#### WORK TASK 1
What reason does the MozillaZine guide on article naming conventions give for leaving the application name out of a title when you are unsure whether to include it?
#### WORK TASK 2
Could you continue the MozillaZine guide on article naming conventions from the point where it stops?

#### EXTRACTED TEXT
Article naming conventions

From MozillaZine Knowledge Base

This page describes the rules you must follow when creating new articles or moving existing ones.

In general, try to use Wikipedia's Naming conventions except when these differ from what is described below.


Specifying the application

For some articles, you should specify the application to which the article applies by putting "Firefox", "Thunderbird", or "Mozilla Suite" after a dash at the end of the name of the article. Please do this only if the article applies exlusively to one application and needs to be distinguished from similarly titled articles for other applications (see examples below). Do not include the application name if the article applies to two or more applications, or if the article is about a feature that exists in only one application. If you are not sure if the application name should be included in the title, just leave it out and someone else can add it later if necessary.

Examples where the application name is included in the article title:

Examples where the application name is not included in the article title:

Note: this is a change from the old naming convention, in which article titles indicated whether articles were "FAQs", "Tips", or "Issues" (e.g., Thunderbird : FAQs : Global Inbox). Many of the existing articles were created under the old naming system and have not yet been renamed. Please do not follow this old naming system when creating new articles.

Application names

Application name links should only use the application name, such as "Firefox", "Thunderbird", "Nvu", "Sunbird", or "Camino" and not "Mozilla Firefox", "Mozilla Thunderbird" or "Linspire Nvu". The exception is the Mozilla Suite, which should be linked to and called "Mozilla Suite", not "Mozilla", "Suite", or any other name.

#### AVAILABLE DATA
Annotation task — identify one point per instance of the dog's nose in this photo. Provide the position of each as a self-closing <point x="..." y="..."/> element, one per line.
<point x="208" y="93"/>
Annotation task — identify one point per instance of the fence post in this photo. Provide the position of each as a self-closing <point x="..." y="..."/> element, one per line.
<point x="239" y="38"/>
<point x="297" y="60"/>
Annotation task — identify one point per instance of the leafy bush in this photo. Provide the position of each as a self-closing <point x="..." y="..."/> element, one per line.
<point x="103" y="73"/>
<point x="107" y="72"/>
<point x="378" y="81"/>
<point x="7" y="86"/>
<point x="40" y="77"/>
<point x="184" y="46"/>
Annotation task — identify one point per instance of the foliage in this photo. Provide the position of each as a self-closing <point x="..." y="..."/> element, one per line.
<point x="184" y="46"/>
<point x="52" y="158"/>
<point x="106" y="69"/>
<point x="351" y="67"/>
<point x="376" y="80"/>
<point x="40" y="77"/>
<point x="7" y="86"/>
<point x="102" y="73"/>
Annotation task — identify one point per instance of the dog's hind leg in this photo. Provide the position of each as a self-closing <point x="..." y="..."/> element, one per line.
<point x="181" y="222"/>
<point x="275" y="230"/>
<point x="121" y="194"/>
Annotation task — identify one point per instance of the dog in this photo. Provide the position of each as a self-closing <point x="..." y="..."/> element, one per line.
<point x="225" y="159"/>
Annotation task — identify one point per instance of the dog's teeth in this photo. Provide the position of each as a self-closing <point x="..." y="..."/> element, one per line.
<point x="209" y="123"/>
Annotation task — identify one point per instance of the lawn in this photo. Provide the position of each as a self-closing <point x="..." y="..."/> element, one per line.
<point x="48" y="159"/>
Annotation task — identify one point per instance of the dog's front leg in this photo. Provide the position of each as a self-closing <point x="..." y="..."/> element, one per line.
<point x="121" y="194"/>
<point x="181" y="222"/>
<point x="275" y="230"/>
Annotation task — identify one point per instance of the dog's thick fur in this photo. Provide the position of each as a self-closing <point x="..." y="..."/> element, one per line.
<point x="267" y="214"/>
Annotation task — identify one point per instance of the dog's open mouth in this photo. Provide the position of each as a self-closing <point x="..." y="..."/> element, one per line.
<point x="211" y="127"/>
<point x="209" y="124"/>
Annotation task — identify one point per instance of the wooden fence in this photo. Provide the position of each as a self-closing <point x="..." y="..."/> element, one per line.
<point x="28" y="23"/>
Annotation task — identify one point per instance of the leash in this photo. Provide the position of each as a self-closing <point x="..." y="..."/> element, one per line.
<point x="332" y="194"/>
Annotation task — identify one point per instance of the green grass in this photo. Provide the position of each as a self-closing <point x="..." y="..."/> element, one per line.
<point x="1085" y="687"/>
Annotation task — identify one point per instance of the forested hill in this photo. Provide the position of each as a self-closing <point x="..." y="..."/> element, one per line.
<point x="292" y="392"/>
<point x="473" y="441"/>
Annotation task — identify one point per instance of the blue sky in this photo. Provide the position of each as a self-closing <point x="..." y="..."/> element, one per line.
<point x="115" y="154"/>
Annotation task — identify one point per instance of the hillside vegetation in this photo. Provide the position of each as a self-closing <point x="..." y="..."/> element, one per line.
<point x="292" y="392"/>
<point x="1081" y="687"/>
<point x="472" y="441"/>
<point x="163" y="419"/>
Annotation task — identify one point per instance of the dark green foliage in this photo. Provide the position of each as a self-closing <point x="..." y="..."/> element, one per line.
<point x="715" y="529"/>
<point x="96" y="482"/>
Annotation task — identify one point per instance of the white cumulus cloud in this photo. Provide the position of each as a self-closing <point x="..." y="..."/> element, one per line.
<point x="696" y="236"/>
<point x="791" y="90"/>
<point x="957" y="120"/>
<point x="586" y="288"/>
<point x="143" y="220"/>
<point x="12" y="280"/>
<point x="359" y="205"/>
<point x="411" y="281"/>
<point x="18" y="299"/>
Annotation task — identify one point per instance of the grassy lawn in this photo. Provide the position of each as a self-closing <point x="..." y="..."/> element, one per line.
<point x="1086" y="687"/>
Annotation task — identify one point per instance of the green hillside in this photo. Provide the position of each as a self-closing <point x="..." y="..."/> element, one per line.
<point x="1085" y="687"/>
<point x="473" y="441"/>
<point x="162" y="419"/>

* * *

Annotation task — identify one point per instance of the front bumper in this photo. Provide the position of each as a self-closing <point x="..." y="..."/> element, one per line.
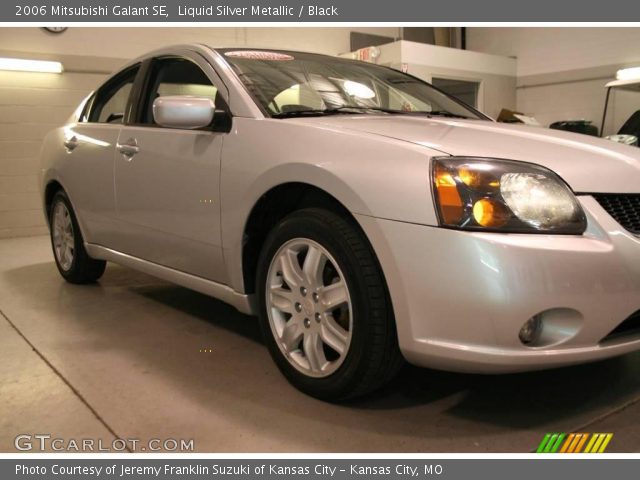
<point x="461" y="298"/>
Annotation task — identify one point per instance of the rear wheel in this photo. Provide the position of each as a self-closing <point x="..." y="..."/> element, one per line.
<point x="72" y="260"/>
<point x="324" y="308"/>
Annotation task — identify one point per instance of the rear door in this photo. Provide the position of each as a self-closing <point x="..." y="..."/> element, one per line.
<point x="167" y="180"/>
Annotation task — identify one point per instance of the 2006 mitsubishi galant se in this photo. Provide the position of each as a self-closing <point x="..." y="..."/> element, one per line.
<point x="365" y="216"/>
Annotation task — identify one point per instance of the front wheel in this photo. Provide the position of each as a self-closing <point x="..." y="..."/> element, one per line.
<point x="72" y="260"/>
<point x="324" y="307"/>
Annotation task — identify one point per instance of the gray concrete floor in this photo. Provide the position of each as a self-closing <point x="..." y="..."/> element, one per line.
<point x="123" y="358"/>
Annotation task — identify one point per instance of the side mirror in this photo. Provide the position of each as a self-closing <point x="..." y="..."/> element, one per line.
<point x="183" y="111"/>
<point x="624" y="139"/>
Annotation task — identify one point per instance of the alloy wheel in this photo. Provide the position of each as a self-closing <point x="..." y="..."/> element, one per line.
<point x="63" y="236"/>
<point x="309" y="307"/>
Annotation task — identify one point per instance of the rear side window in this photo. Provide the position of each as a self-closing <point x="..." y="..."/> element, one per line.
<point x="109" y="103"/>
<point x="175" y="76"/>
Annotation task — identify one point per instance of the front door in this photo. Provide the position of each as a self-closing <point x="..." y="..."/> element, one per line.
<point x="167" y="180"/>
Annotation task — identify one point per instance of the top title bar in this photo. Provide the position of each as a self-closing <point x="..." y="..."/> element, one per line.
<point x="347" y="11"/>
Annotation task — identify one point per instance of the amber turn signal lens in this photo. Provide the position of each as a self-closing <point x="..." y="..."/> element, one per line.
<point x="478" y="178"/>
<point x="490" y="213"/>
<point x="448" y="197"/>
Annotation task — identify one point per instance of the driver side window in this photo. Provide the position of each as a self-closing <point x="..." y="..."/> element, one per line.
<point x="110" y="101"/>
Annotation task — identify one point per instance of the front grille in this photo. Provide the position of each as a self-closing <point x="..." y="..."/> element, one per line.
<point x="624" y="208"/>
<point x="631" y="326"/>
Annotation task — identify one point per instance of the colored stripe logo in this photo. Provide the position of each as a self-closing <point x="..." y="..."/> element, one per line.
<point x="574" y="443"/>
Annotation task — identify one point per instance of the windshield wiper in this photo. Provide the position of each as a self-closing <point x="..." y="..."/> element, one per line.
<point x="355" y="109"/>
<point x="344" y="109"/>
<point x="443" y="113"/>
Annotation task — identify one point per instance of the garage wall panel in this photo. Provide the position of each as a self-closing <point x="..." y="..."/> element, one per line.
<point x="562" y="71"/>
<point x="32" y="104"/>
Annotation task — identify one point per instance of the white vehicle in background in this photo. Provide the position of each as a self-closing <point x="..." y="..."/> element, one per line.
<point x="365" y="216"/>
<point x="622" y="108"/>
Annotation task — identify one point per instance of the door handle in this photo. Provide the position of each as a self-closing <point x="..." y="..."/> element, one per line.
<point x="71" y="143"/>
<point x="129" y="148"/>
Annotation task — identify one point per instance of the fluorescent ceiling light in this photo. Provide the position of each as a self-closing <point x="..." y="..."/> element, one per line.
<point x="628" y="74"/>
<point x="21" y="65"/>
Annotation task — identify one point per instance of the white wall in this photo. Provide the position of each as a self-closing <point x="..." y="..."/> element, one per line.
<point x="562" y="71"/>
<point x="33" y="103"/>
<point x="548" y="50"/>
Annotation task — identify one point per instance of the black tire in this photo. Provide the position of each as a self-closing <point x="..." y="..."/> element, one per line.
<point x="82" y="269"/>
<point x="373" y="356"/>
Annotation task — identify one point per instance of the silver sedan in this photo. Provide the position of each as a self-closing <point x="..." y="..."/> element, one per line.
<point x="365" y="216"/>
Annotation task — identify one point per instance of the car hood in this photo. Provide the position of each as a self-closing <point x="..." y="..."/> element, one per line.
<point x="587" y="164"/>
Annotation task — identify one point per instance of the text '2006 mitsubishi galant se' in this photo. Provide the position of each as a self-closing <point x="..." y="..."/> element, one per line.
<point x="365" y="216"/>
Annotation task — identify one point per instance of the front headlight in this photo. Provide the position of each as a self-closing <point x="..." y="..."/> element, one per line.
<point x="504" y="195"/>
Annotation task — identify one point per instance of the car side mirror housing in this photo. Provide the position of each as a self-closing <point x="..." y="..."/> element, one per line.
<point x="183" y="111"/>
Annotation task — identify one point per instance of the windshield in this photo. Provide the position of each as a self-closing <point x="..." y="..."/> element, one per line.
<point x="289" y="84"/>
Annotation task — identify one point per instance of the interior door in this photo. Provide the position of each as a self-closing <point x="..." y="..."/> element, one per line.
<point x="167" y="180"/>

#### FINAL ANSWER 1
You can leave it out because someone else can add it later if necessary.

#### FINAL ANSWER 2
  • Bad: [[Bookmarks - Mozilla Firefox]]
  • Bad: [[Profile locked - Suite]]

Layout issues or other things should use Gecko as the application name.

Use short titles, with key words at the beginning

When possible, use short page titles. There's no need for a link to include the entire grammatically complete form of a question, especially when a few descriptive words would suffice.

  • Good: [[Send page or link - Mozilla Suite]]
  • Bad: [[Use Send Page or Send Link to tell your friends about a great webpage - Mozilla Suite]]

Try to avoid putting a word like "using" or "changing" at the beginning of the title when title will work fine without it. This will help as we move to categories, in which articles will be sorted alphabetically by title.

  • OK: [[Using keyword searches]]
  • Better: [[Keyword searches]]


Do not capitalize The First Letter of Each Main Word in the Title.

  • Good: [[Importing and exporting your mail]]
  • Bad: [[Importing and Exporting Your Mail]]

Exception: terms such as Search Bar and Junk Mail Controls, which refer to named product features and function as proper nouns, should be capitalized in article titles. See In-house style for a list of common terms to be capitalized.

Punctuation marks or symbols

Avoid using punctuation marks or typographical symbols in article names, since exclamation points, parentheses, apostrophes, commas, question marks, and other symbols may cause broken links when the article's URL is used on web forums or in mail and newsgroup messages, unless percent-encoding is used. [1]

  • Bad: [[Yahoo! Music videos don't work]]
  • Bad: [[Standard diagnostic (Thunderbird)]]

Exceptions include article names that contain file names (e.g., [[Corrupt localstore.rdf]]), articles named for preferences or about:protocols (e.g., [[about:config]]), and when using a dash (hyphen) as in those cases noted above when specifying the application.